▸ **TEXTABSCHNITT**
Disfrutar – zwischen Kunst und Küche

Besser hätte es für Oriol Castro, Eduard Xatruch und Mateu Casañas kaum kommen können. Zum zehnjährigen Bestehen ihres Restaurants Disfrutar in Barcelona wird es an Platz eins der World’s 50 Best Restaurants gewählt und erstmals mit drei Michelin-Sternen ausgezeichnet.

Zur Einordnung: Die drei Köche arbeiteten viele Jahre lang gemeinsam im El Bulli unter Ferran Adrià, bis zur Schließung des Restaurants. Sie eröffneten dann im Jahr 2012, nur ein Jahr später, unter großer Beachtung das Compartir in Cadaqués und zwei Jahre danach das Disfrutar in Barcelona. Letzteres gilt seitdem als eines der kreativsten Restaurants weltweit.

Nun ist das mit »kreativen« Restaurants (eine genaue Definition dieses Begriffs zunächst dahingestellt) so eine Sache. Mit Essen spielt man nicht, könnte man anführen, doch in der Kulinarik ist es wie in allen anderen Sparten: Man benötigt Innovation, um Stillstand zu vermeiden. Das Problem für den (Genuss suchenden) Gast ist dabei, dass ein besonders kreativer Pfad auch in Richtung Kunst abdriften kann, die nichts mehr mit Kochen zu tun hat (wie z. B. im Mugaritz) oder sich der Lächerlichkeit preisgibt (wie das Servieren von Gerichten auf iPads oder ähnliche Manierismen). Beides geschieht fast immer auf Kosten des Genusses. Aber ein Restaurant, das buchstäblich »genießen« heißt, kann sich Letzteres nicht leisten. Es muss liefern.

Dass das Disfrutar genau das tut, davon konnte ich mich bereits vor sechs Jahren überzeugen. Die Befürchtung, hier immer wieder dasselbe zu essen, muss man auch nicht haben. Wenn in irgendeinem Restaurant der Welt pausenlos und mit regelrecht wissenschaftlicher Akribie Neues entsteht, dann hier. Im Untergeschoss des Disfrutar befindet sich eine Art Atelier mit kulinarischer Bibliothek, Dokumentation, Archiv und Utensilien – sowie ein neuer Tisch in einer offenen Küche. Diesen »Living Table« kann man seit Neuestem exklusiv für ein spezielles gastronomisches Erlebnis buchen. Vielleicht das nächste Mal.

▸ **Einträge zur Bereichsbeschriftung**
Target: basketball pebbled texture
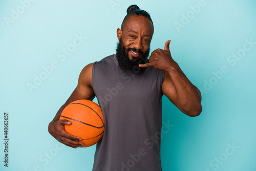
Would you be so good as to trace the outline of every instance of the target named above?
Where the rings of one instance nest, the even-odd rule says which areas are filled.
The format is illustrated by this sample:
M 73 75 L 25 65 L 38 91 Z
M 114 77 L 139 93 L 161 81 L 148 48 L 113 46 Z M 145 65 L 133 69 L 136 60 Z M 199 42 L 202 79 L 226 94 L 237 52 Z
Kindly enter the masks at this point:
M 82 147 L 92 146 L 101 139 L 104 122 L 101 109 L 97 104 L 89 100 L 78 100 L 68 105 L 63 110 L 60 119 L 72 122 L 65 125 L 66 131 L 82 138 Z

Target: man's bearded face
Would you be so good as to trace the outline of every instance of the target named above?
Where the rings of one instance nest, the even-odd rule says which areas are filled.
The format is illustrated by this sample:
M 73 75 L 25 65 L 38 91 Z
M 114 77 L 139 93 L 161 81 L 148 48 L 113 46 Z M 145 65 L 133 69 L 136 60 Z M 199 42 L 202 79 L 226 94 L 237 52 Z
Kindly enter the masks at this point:
M 128 52 L 132 50 L 137 53 L 139 53 L 141 56 L 140 58 L 135 60 L 132 60 L 129 59 Z M 134 74 L 141 73 L 145 70 L 144 68 L 139 67 L 139 64 L 147 63 L 148 59 L 147 57 L 150 54 L 150 49 L 148 50 L 143 54 L 140 50 L 137 50 L 134 48 L 127 48 L 124 47 L 121 38 L 119 42 L 117 43 L 116 48 L 116 57 L 118 65 L 120 68 L 125 72 L 132 72 Z

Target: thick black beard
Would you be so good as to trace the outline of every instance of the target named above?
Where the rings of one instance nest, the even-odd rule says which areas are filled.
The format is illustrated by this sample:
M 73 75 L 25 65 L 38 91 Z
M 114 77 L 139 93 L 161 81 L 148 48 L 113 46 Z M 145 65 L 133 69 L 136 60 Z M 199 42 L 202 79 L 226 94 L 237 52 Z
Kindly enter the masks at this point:
M 150 54 L 150 49 L 139 59 L 136 61 L 132 61 L 129 59 L 128 53 L 130 50 L 134 50 L 132 48 L 125 49 L 122 40 L 120 39 L 117 43 L 116 48 L 116 57 L 118 65 L 121 70 L 124 72 L 132 72 L 134 74 L 142 73 L 145 69 L 145 68 L 140 68 L 139 64 L 143 64 L 148 62 L 147 57 Z M 142 52 L 139 50 L 138 52 L 141 54 Z

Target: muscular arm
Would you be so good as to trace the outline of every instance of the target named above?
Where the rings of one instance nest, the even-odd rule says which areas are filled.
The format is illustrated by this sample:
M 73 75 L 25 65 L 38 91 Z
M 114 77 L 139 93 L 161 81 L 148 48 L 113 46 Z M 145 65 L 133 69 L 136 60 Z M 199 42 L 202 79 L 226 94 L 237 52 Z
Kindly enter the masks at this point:
M 60 107 L 53 120 L 50 122 L 48 126 L 49 133 L 59 142 L 73 148 L 82 145 L 81 138 L 68 133 L 65 130 L 65 124 L 70 125 L 72 123 L 67 120 L 59 120 L 63 110 L 69 104 L 79 99 L 93 99 L 95 97 L 92 86 L 92 72 L 93 63 L 86 66 L 80 74 L 77 86 L 68 99 L 65 103 Z
M 164 72 L 163 93 L 183 113 L 191 117 L 198 116 L 202 112 L 200 92 L 178 65 L 176 68 Z

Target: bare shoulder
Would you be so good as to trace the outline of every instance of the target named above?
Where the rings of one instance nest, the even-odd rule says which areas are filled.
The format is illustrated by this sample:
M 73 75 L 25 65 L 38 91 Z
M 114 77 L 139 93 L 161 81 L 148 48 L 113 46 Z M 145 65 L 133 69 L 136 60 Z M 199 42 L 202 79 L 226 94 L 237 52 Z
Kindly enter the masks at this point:
M 78 86 L 92 87 L 92 74 L 94 63 L 91 63 L 87 65 L 81 71 L 78 79 Z

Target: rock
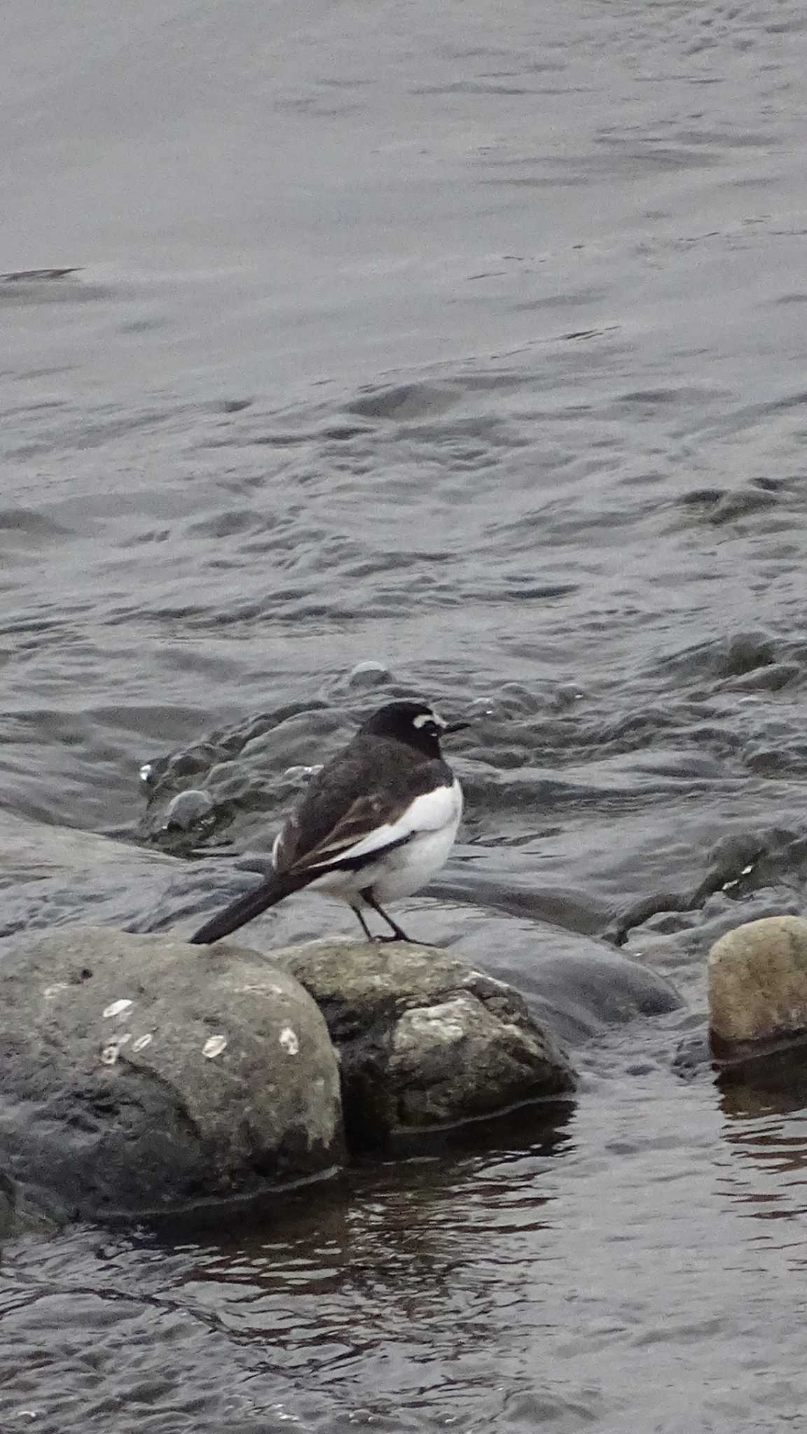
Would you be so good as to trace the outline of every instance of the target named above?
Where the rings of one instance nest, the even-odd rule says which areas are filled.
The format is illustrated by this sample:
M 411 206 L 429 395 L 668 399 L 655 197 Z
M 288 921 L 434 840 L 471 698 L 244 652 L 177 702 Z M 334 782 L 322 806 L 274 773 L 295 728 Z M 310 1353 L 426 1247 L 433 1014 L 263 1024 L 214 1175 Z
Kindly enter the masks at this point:
M 316 941 L 276 954 L 320 1007 L 342 1058 L 356 1149 L 574 1090 L 517 991 L 432 948 Z
M 718 1060 L 807 1040 L 807 919 L 735 926 L 709 951 L 709 1035 Z
M 342 1154 L 339 1067 L 251 951 L 63 926 L 4 944 L 0 1163 L 65 1216 L 270 1193 Z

▸ **IHRE AUFGABEN**
1) Fassen Sie im Text über das Disfrutar den Absatz, der mit „Zur Einordnung“ beginnt, als kurze Stichpunktliste zusammen.
2) Führen Sie den Text über das Disfrutar im Anschluss an seinen letzten Satz fort.

▸ **LÖSUNGEN**
1)
- Die drei Köche arbeiteten viele Jahre gemeinsam unter Ferran Adrià im El Bulli, bis das Restaurant schloss.
- 2012, nur ein Jahr danach, eröffneten sie unter großer Beachtung das Compartir in Cadaqués.
- Zwei Jahre später folgte das Disfrutar in Barcelona.
- Das Disfrutar gilt seitdem als eines der kreativsten Restaurants weltweit.

2)
Trotz aller Innovation gibt es oben im Hauptrestaurant nach wie vor ein Menü mit Klassikern (»Classic«) und ein anderes mit überwiegend Aktuellerem (»Festival«), auf das meine Wahl fällt. Beide Menüs kosten 295 € und untermauern damit das für Spanien nach wie vor gemäßigte Preisniveau in der Spitzengastronomie.

Das Interieur ist nahezu zeitlos originell, wenngleich im Speisesaal jetzt weiße Tischtücher für etwas mehr Eleganz und eine verbesserte Akustik sorgen. Ansonsten setzen weiß verputzte Wände und farbenfrohe Fliesen einen mediterranen Ton.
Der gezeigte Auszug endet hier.